=== What you will do ===
1. In the movie review, what is Pi's full name, Piscine, named after?
2. Continue the movie review past its final sentence.

=== Excerpt provided ===
..........
The Writer: You're a Hindu Catholic?
Pi: We get to feel guilty before hundreds of gods.
When I entered the theater I knew virtually nothing about the movie, except that there was something about a boy on a raft with a tiger. As it turns out, that is all I needed to know for this astonishing, thought provoking movie.
Pi (Suraj Sharma) is a sixteen-year-old Indian boy, who survives a shipwreck only to find himself adrift on a lifeboat with a 450 pound, ferocious Bengal Tiger named Richard Parker. Pi's intelligence and ingenuity are stretched to the limit in surviving on the open seas while figuring out how to coexist with a tiger who is getting hungrier every day.
This story is told by the middle-aged Pi (Irrfan Khan) to an aspiring writer (Rafe Spall) who has been told that Pi's story is worthy of a book. He also has been told, "you had a story that would make me believe in God" which is not quite tossed out as a challenge, although he hastens to add that he does not believe in God. This framework provides a neat parallel to the story Pi tells, which begins with young Pi's constant search for God as he grows from a little boy to a teenager.
Obviously we know that Pi survives the shipwreck because he is telling the story. However that soon becomes forgotten as we are swept up in Pi's struggles. Wound around and through this are amazing images of the world all around him. Using 3-D technology, we are shown vertical views from the bottom of the ocean to the heavens above, with all the inhabitants in between. These views through ultra-clear water add to the wonder and mystical tone of the entire story, as Pi's despair and hope alternate while he surrenders himself to God's will.
Meanwhile, viewers wonder what in this tale will be compelling enough to convince the writer to suddenly believe in God. The answer to that question is one that kept us thinking and discussing the movie the rest of the evening and the day after.
I was really surprised to find a movie with such emphasis on faith and God from such a famous director. I suppose that shows that it really is revolutionary these days to have faith. As I watched, I kept thinking of the stories of Job and Jonah from the Old Testament. This story is a modern version of those tales because it is an examination of modern attitudes to faith, free will, and our response to God. Kudos to Ang Lee for providing an incredible adventure story that didn't soft pedal the religious elements of the book from which it was derived.
PG rating on this movie and I'd say that as long as your kid is ok with animals acting like animals (nature red in tooth and claw), then you're good to go.
SPOILERS
The key to the movie, and especially to the puzzling dual story solution given at the end, is the family dinner when Pi's father talks about the need to be rational. Pi's mother says that he is right if one wants to know the truth about the outside world. However, she adds, faith is good for knowing the truth about what is inside you.
This duality is continued through elements like Pi's name. Piscine is named for the French swimming pool his uncle loved because it was full of such clear water. That name shows Pi's connection to the natural world and his ability to look through the depths for what is really there.
..........
=== Data supplied ===
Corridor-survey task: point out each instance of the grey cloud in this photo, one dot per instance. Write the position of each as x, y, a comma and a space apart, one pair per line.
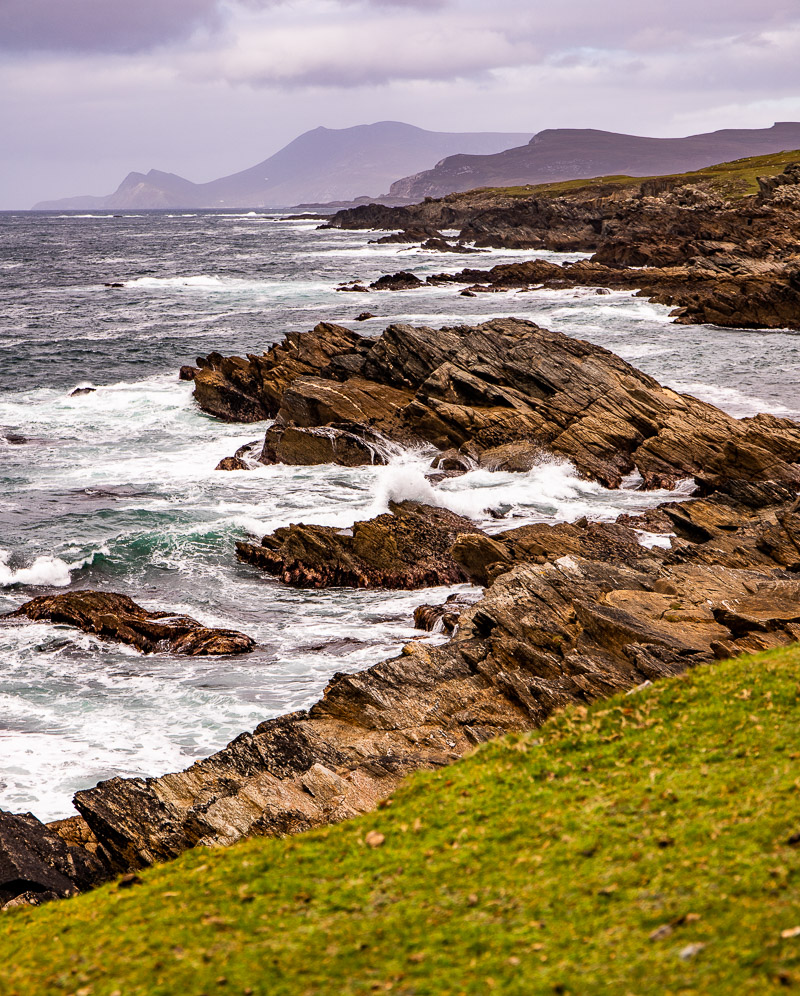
100, 25
124, 26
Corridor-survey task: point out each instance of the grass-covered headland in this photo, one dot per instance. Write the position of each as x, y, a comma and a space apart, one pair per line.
648, 844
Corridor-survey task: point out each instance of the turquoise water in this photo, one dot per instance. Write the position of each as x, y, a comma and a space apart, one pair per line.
116, 489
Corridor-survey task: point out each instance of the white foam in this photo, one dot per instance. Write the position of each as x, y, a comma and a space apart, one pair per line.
45, 570
732, 400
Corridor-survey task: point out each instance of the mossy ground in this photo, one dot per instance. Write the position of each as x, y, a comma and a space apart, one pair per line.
541, 864
732, 180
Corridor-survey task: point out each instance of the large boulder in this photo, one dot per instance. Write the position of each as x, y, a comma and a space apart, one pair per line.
250, 390
505, 394
407, 547
36, 864
116, 617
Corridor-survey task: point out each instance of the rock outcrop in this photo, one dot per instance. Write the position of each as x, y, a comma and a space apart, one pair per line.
571, 614
117, 617
505, 394
37, 865
249, 390
678, 240
408, 547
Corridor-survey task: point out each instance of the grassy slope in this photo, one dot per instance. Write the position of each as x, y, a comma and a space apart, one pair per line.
541, 864
732, 180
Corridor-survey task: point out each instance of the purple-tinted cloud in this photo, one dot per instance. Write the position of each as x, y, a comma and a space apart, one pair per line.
125, 27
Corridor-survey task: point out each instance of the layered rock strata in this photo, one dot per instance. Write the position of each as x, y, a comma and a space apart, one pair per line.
732, 263
408, 547
502, 395
117, 617
571, 614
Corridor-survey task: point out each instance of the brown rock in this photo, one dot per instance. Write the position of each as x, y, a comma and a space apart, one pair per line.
117, 617
407, 547
327, 444
232, 463
250, 390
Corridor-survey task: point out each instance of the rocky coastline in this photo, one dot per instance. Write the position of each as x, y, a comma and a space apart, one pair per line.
569, 613
680, 241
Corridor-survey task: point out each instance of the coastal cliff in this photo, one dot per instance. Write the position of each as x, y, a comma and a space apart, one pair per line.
719, 246
570, 613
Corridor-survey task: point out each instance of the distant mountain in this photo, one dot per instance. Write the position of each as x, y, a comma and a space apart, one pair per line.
577, 153
322, 165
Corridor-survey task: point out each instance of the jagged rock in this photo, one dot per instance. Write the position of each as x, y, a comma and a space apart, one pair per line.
397, 281
731, 263
442, 245
117, 617
232, 463
37, 865
510, 393
327, 444
443, 618
250, 390
553, 627
407, 237
315, 401
407, 547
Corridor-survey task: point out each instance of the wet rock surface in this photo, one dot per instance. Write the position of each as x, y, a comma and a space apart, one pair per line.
503, 395
732, 263
408, 547
249, 390
37, 865
117, 617
570, 615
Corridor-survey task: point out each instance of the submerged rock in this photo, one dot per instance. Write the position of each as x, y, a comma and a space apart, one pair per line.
250, 390
572, 613
37, 865
504, 394
443, 618
345, 445
407, 547
117, 617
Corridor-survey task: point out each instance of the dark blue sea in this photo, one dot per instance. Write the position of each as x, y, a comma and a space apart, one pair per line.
116, 489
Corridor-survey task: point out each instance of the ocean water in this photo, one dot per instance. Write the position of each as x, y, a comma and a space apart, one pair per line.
116, 489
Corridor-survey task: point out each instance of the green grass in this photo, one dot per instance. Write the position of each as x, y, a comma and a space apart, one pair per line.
540, 864
732, 180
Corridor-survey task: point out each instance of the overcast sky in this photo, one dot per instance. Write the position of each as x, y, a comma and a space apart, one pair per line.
95, 88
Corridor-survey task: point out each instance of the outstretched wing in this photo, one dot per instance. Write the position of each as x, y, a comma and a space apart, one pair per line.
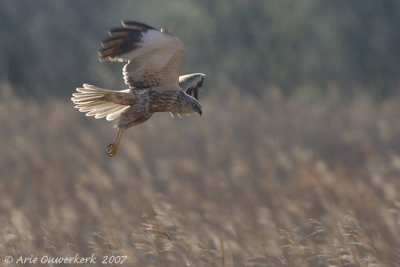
154, 56
191, 83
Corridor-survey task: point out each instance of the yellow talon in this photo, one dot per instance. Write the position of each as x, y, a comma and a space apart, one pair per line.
112, 148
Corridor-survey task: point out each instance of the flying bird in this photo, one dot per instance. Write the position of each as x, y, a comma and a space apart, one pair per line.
154, 58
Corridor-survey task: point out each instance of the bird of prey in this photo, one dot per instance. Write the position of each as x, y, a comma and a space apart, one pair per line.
153, 59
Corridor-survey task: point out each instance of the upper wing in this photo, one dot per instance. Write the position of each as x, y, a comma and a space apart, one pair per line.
191, 83
154, 56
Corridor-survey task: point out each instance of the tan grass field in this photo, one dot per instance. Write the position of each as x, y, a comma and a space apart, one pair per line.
264, 181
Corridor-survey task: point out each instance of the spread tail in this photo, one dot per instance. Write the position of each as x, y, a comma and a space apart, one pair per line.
98, 102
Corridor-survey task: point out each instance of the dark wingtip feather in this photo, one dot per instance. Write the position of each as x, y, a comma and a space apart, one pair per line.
136, 25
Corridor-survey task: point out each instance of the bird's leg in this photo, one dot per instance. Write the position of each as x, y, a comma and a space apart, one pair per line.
113, 147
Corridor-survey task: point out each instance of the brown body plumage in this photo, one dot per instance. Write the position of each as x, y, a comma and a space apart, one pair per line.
152, 73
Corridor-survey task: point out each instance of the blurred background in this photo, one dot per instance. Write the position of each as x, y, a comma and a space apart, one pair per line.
295, 161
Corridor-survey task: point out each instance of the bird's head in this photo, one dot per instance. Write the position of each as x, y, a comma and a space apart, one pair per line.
190, 104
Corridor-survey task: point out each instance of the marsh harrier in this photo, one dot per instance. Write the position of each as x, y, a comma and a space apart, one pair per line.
153, 59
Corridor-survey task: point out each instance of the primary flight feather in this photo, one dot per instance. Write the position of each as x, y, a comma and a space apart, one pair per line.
154, 58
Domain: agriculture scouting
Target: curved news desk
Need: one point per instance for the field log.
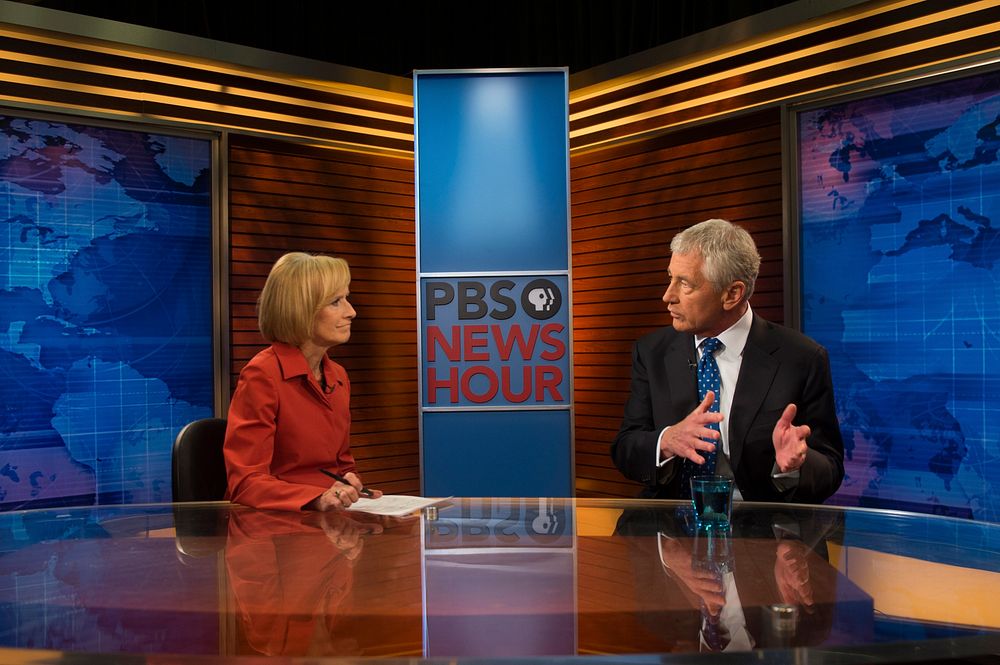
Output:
(495, 579)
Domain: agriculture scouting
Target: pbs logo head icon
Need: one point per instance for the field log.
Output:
(541, 299)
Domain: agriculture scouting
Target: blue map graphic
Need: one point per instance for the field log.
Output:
(105, 310)
(901, 282)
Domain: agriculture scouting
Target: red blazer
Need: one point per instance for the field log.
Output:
(283, 429)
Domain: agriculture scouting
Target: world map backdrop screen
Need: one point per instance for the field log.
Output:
(899, 281)
(105, 309)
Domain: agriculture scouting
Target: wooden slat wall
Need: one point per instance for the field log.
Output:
(48, 70)
(627, 203)
(766, 67)
(288, 197)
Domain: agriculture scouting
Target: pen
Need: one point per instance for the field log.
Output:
(336, 476)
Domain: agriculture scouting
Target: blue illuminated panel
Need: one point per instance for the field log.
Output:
(492, 152)
(900, 265)
(105, 309)
(492, 171)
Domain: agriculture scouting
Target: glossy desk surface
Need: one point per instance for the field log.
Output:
(495, 579)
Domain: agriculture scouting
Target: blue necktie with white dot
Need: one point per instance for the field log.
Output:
(708, 379)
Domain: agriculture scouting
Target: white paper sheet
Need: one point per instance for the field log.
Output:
(393, 505)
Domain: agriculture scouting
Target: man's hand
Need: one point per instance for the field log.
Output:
(687, 438)
(790, 441)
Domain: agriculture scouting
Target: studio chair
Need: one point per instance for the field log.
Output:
(199, 470)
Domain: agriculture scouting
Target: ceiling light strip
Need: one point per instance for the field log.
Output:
(685, 64)
(205, 106)
(777, 60)
(216, 88)
(783, 80)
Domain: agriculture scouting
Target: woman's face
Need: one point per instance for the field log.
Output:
(332, 325)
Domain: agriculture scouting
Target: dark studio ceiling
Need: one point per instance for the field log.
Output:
(396, 37)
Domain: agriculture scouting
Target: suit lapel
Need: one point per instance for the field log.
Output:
(757, 372)
(681, 364)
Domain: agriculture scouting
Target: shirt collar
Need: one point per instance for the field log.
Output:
(293, 363)
(735, 337)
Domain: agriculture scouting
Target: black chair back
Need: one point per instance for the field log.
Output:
(199, 469)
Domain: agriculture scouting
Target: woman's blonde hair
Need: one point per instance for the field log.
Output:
(298, 286)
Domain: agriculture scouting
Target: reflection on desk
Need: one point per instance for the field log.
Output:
(495, 578)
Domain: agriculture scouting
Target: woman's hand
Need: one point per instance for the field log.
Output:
(341, 495)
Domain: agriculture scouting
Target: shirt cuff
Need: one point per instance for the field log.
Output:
(784, 481)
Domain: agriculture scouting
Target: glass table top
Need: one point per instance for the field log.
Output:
(497, 579)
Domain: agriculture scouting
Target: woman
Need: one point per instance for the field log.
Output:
(289, 420)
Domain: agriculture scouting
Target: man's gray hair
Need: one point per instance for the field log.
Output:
(728, 251)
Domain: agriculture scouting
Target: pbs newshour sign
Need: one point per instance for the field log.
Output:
(492, 165)
(495, 341)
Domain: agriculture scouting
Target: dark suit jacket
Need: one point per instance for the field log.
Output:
(780, 366)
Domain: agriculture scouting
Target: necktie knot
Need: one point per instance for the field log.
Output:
(709, 346)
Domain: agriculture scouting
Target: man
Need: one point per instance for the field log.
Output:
(777, 436)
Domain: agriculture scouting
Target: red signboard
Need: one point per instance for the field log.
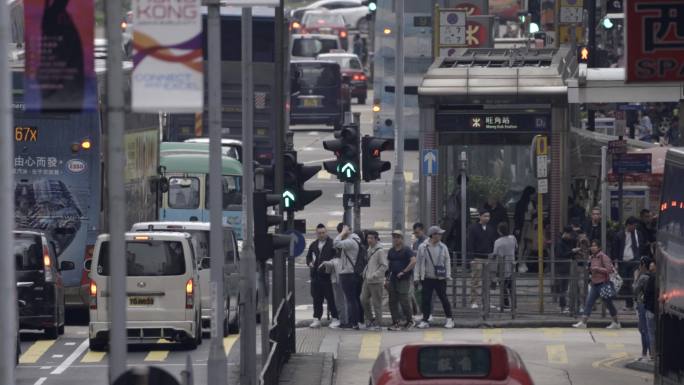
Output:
(655, 40)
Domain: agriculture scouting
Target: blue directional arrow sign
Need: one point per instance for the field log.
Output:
(430, 157)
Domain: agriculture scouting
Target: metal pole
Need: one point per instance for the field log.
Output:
(604, 195)
(465, 211)
(347, 219)
(115, 191)
(248, 373)
(398, 182)
(8, 309)
(216, 364)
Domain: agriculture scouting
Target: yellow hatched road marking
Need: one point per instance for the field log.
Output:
(33, 354)
(557, 354)
(433, 336)
(492, 336)
(158, 355)
(229, 341)
(370, 346)
(92, 357)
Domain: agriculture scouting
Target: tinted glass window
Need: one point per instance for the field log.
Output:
(147, 258)
(313, 47)
(183, 193)
(28, 252)
(314, 76)
(232, 193)
(454, 362)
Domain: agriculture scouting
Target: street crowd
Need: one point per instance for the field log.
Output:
(352, 271)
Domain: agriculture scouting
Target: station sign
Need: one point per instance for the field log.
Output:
(656, 49)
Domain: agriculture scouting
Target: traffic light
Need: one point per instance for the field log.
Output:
(346, 149)
(295, 197)
(372, 163)
(265, 243)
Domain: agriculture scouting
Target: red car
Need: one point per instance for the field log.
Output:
(449, 363)
(352, 71)
(325, 23)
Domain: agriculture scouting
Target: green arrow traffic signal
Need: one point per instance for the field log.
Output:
(288, 199)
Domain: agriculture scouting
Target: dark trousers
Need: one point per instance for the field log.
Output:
(321, 290)
(352, 297)
(438, 286)
(626, 271)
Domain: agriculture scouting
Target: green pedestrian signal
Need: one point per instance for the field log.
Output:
(288, 199)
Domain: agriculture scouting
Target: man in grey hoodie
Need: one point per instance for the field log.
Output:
(348, 243)
(373, 281)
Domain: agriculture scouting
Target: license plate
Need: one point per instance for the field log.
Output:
(311, 102)
(141, 301)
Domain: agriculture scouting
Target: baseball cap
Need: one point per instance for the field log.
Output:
(435, 230)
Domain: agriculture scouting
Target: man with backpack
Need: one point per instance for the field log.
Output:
(353, 257)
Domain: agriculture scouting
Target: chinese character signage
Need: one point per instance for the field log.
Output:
(167, 56)
(60, 73)
(655, 32)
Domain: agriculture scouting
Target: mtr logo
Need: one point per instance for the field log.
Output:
(655, 52)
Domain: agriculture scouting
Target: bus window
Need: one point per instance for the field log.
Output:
(231, 191)
(183, 193)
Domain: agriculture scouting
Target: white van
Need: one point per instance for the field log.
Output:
(199, 231)
(162, 289)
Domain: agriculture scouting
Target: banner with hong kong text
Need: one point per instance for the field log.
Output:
(167, 56)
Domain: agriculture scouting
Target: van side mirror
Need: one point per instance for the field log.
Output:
(205, 263)
(66, 265)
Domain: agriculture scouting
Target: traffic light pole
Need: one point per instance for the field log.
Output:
(248, 372)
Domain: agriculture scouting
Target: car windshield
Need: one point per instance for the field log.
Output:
(147, 258)
(322, 20)
(345, 62)
(315, 76)
(307, 47)
(27, 252)
(454, 361)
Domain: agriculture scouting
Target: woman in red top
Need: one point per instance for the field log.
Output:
(601, 267)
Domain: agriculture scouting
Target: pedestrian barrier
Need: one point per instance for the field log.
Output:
(281, 335)
(501, 291)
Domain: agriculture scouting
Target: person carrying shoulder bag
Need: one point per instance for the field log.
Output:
(433, 269)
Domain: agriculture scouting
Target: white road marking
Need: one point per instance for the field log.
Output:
(70, 360)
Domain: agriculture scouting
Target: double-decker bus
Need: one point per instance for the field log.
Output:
(59, 178)
(669, 365)
(180, 127)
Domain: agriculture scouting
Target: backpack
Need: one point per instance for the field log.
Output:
(361, 260)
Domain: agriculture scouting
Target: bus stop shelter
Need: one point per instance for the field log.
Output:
(490, 104)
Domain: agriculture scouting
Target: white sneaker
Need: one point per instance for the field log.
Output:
(613, 325)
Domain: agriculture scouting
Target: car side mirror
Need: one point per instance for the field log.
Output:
(66, 265)
(205, 263)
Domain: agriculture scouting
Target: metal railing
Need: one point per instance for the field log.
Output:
(281, 335)
(517, 294)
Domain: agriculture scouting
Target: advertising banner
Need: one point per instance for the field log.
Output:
(60, 72)
(167, 56)
(655, 32)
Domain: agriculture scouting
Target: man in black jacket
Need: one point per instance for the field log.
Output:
(321, 250)
(481, 237)
(628, 248)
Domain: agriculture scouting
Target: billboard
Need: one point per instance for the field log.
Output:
(167, 56)
(60, 72)
(655, 32)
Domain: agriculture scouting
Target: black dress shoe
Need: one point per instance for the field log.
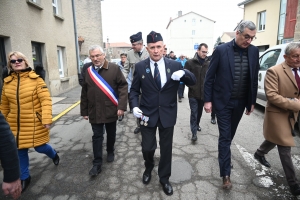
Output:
(25, 183)
(56, 159)
(213, 121)
(194, 137)
(95, 170)
(167, 188)
(137, 130)
(110, 157)
(146, 177)
(295, 189)
(262, 160)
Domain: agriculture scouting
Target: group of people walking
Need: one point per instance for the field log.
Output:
(225, 84)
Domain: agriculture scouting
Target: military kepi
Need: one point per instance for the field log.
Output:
(154, 37)
(136, 37)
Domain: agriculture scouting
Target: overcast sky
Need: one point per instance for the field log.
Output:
(122, 18)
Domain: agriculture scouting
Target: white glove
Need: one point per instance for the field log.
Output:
(177, 75)
(137, 112)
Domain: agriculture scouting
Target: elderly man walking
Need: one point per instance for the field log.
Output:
(282, 85)
(103, 99)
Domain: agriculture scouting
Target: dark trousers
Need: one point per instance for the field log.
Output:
(180, 90)
(98, 130)
(213, 113)
(285, 158)
(149, 145)
(129, 103)
(196, 106)
(228, 120)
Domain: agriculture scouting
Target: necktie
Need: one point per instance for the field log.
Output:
(157, 76)
(297, 77)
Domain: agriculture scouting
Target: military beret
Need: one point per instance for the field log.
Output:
(136, 37)
(153, 37)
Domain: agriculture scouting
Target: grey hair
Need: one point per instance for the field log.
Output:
(93, 47)
(140, 41)
(290, 47)
(246, 24)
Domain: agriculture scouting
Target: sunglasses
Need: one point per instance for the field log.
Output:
(14, 61)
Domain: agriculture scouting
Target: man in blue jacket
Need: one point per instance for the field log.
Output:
(231, 86)
(158, 78)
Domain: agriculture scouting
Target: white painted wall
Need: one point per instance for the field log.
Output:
(180, 38)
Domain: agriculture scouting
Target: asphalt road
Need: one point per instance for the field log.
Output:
(195, 170)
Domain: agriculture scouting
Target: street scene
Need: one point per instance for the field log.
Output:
(113, 99)
(195, 170)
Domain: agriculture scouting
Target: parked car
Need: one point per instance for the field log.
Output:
(269, 58)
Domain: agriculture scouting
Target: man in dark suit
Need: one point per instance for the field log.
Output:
(231, 86)
(158, 78)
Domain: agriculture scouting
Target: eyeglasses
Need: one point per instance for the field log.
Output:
(14, 61)
(247, 37)
(96, 56)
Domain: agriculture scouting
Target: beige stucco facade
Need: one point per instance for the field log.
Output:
(89, 24)
(28, 22)
(272, 8)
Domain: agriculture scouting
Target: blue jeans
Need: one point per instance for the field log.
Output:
(24, 158)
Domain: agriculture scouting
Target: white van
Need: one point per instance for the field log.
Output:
(269, 58)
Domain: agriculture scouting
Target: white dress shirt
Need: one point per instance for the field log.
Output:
(162, 70)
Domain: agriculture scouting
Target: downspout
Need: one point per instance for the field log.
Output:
(76, 40)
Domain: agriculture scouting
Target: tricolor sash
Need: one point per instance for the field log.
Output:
(103, 85)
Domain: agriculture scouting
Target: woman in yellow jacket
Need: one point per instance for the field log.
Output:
(27, 107)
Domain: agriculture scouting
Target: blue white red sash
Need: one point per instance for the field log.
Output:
(103, 85)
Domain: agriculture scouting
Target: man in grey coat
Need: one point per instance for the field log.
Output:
(135, 55)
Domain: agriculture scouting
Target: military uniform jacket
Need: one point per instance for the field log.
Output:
(132, 59)
(280, 88)
(158, 103)
(94, 102)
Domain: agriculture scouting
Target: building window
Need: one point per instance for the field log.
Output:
(36, 55)
(60, 62)
(262, 21)
(2, 54)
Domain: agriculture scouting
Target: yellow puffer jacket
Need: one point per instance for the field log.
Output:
(26, 105)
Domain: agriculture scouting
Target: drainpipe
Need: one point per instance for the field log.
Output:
(76, 39)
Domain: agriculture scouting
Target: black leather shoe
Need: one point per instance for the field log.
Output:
(56, 159)
(146, 177)
(167, 188)
(194, 137)
(295, 189)
(95, 170)
(213, 121)
(120, 118)
(137, 130)
(262, 160)
(110, 157)
(25, 183)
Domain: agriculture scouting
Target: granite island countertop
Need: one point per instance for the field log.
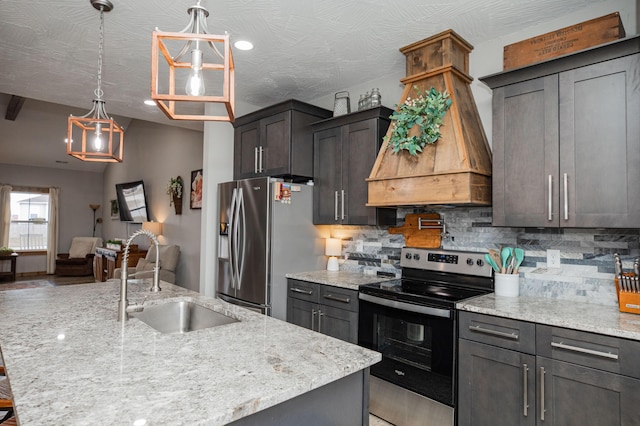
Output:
(591, 317)
(344, 279)
(70, 362)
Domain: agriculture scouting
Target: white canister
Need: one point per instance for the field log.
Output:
(507, 285)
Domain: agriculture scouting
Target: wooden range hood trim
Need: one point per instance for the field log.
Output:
(457, 169)
(461, 189)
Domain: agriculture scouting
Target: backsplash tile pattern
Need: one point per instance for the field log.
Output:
(586, 254)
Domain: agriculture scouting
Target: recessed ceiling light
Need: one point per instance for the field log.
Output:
(243, 45)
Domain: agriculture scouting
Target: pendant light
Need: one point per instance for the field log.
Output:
(97, 137)
(182, 88)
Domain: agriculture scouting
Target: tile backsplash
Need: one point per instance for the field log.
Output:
(586, 255)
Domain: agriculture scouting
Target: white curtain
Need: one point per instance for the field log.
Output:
(5, 214)
(52, 236)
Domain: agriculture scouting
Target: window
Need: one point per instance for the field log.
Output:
(29, 226)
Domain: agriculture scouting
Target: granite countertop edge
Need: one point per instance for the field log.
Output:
(342, 279)
(589, 317)
(105, 372)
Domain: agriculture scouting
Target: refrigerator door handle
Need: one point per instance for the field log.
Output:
(232, 236)
(237, 240)
(242, 230)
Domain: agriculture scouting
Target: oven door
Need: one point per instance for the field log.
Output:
(417, 345)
..........
=== Task answers ===
1. A French swimming pool his uncle loved because it was full of such clear water.

2.
His shortened name, for the number Pi, shows a more rational side, but also Pi is an "irrational number" as the narrator told us ... which made me think that pi is actually a stunningly good way to refute people who want to solely believe in facts, without considering that "truth" comes in many ways. The idea that a number just keeps going and can't be "solved" is in itself a sort of refutation of those who want everything nailed down. Do you chop it off at a few decimal places or do you let the numbers keep spinning out and keep searching the bottomless well for truth?
This also demonstrates Pi's intelligence and that he understands how others think and how to influence them. As well, we are shown he is well versed in the natural world when we see his father teach him with the tiger and the goat.
These elements raise the possibility that Pi's "other story" told to the Japanese investigators is completely fabricated to tell them what makes sense to modern ears and will fit into a report.
In the end, we are left with a new version of "The Lady or the Tiger?"
Either story may be true or false. The interpretation we resonate with is an indicator of our own souls.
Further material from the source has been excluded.